Task statement:
When you reach the line that contains "Mark each instance of the horse jaw" in the data below, copy it and every line after it exactly, adding nothing.
───── Records to use ─────
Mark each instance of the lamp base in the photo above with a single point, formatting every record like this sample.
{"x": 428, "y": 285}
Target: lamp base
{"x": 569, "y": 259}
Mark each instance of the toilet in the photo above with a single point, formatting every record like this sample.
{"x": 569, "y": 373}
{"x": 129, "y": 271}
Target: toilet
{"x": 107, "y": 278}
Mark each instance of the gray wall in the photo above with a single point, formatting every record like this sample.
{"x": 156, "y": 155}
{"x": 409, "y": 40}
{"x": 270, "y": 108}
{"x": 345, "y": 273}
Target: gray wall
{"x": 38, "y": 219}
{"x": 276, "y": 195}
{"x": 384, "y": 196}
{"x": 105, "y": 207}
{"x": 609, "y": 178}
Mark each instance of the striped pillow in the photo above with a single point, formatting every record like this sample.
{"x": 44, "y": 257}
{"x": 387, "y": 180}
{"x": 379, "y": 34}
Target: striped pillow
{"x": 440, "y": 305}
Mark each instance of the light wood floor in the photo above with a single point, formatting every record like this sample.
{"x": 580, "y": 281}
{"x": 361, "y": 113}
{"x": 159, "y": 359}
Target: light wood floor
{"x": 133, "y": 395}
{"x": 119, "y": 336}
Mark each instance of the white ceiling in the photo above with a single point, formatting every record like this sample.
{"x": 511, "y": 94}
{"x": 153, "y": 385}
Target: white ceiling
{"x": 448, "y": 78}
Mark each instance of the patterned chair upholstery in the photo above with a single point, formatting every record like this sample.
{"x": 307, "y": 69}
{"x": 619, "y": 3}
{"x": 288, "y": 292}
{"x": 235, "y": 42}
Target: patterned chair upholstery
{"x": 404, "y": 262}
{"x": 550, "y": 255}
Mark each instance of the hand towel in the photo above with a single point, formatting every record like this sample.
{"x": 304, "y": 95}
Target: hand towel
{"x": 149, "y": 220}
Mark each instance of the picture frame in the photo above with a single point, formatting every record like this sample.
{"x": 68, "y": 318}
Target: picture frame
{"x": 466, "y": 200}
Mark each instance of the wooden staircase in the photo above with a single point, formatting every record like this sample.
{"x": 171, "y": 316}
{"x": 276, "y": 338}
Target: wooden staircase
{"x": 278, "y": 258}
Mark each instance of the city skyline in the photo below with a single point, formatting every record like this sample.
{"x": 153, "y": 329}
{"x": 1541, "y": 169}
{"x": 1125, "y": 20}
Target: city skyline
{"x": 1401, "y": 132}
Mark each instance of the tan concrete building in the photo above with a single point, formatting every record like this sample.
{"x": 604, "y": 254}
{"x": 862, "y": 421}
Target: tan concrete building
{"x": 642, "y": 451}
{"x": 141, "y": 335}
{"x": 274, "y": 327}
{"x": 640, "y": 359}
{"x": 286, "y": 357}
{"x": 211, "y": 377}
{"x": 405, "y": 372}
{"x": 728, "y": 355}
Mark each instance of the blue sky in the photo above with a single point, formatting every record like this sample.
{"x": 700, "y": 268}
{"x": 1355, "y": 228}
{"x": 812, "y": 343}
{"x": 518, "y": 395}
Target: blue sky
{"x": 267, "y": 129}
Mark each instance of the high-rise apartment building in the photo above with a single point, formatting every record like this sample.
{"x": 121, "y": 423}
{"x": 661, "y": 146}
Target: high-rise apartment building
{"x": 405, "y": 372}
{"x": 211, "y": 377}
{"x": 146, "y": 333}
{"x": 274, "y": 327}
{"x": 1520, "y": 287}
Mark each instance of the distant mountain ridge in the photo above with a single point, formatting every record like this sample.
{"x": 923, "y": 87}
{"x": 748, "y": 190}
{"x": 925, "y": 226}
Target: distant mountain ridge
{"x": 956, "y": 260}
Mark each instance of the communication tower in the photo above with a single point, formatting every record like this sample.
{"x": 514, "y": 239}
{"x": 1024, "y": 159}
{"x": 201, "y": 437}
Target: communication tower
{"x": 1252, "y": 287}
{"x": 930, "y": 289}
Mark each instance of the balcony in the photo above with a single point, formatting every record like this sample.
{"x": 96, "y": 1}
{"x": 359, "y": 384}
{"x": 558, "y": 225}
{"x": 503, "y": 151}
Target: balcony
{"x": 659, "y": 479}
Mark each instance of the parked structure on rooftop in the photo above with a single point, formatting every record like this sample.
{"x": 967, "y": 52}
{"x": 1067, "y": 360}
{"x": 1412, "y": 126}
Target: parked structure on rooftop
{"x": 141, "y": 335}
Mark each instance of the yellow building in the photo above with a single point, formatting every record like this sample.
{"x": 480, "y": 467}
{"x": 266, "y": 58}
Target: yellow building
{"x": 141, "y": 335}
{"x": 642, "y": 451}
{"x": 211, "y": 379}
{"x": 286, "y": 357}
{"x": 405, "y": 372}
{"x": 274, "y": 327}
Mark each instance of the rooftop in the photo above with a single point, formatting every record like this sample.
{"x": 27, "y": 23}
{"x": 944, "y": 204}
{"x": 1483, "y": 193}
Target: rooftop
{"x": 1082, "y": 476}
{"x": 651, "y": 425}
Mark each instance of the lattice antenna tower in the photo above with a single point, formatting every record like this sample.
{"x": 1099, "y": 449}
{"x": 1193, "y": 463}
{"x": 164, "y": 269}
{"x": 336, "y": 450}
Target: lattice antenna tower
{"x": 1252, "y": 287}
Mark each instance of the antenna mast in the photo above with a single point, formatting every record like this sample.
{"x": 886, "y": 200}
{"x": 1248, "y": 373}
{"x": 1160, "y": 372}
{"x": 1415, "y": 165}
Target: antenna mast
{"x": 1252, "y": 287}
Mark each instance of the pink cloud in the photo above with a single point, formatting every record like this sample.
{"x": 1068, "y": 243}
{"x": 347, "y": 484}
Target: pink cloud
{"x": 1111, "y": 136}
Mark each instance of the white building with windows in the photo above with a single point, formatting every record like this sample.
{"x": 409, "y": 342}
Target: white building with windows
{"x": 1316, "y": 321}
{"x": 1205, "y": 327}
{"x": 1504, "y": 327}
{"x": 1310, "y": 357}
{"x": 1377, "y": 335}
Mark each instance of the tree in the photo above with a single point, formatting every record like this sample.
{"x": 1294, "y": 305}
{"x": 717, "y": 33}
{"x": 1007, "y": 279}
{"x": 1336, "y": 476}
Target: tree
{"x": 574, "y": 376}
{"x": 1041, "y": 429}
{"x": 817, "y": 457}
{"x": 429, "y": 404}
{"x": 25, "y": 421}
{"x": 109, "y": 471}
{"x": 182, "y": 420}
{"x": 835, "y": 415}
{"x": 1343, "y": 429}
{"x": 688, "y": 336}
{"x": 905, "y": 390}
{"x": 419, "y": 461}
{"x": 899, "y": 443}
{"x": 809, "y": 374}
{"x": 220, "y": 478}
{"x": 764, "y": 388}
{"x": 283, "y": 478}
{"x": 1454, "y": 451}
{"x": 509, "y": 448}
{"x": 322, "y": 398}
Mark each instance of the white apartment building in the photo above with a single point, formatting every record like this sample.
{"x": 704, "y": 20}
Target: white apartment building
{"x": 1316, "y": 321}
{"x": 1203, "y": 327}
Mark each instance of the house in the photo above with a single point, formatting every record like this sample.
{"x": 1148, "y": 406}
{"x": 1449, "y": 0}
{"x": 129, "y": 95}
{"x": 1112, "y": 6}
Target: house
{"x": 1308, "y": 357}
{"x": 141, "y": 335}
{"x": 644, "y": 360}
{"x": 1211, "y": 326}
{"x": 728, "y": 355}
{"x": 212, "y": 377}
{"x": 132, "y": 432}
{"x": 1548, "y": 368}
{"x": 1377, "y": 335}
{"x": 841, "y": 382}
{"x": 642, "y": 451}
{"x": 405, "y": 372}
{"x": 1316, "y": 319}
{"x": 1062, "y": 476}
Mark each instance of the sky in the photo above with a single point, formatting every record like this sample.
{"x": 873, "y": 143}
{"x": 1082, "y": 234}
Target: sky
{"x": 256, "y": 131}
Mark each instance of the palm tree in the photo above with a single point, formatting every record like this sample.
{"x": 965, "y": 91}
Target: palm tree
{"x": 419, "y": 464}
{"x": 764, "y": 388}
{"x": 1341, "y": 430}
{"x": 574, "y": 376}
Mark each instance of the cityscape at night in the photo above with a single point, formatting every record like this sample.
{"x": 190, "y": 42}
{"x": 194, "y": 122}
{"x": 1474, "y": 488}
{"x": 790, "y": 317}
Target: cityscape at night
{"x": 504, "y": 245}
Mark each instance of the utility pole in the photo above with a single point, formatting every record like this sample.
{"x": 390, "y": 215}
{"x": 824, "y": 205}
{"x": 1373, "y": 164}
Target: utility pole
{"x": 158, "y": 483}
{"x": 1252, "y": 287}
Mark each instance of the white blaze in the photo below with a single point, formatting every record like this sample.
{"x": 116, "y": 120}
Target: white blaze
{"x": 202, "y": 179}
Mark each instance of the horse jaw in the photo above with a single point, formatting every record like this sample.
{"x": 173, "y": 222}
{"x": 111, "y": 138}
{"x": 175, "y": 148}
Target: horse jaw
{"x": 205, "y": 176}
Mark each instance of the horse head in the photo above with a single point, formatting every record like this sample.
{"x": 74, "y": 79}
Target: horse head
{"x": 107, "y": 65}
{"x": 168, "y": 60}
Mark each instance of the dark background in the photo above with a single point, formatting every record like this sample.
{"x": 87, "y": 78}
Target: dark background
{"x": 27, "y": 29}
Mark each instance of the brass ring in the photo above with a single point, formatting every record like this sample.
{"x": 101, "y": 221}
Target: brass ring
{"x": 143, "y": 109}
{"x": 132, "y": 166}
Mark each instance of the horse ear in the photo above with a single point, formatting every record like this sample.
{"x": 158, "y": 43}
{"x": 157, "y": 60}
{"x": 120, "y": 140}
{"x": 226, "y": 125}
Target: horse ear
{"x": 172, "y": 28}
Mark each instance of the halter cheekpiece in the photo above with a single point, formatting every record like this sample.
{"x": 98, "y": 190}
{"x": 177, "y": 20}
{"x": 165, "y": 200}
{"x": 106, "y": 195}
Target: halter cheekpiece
─────
Answer area:
Mark each instance of the horse jaw in the photo above with a single point, formatting every record like this sample.
{"x": 173, "y": 222}
{"x": 111, "y": 138}
{"x": 175, "y": 148}
Target: horse jaw
{"x": 205, "y": 176}
Mark each instance of the horse head in the photo above with a single point, formatting every record like this sample.
{"x": 74, "y": 79}
Target: horse head
{"x": 107, "y": 65}
{"x": 168, "y": 60}
Mark each instance of the dark background in the photo above with a single point, formatting every record like this sample.
{"x": 87, "y": 78}
Target: dark background
{"x": 27, "y": 29}
Mark each instance of the brass ring in the photo above with a single point, formatting every record like this sample.
{"x": 101, "y": 221}
Target: brass ring
{"x": 143, "y": 109}
{"x": 132, "y": 166}
Mark each instance of the horse ear in the photo above with a single point, formatting every record like this sample.
{"x": 158, "y": 43}
{"x": 157, "y": 60}
{"x": 120, "y": 140}
{"x": 226, "y": 125}
Target: horse ear
{"x": 172, "y": 28}
Mark each instance of the halter cheekpiece in the photo above with a single point, formatting every record like this sample.
{"x": 98, "y": 190}
{"x": 177, "y": 20}
{"x": 165, "y": 200}
{"x": 106, "y": 195}
Target: halter cheekpiece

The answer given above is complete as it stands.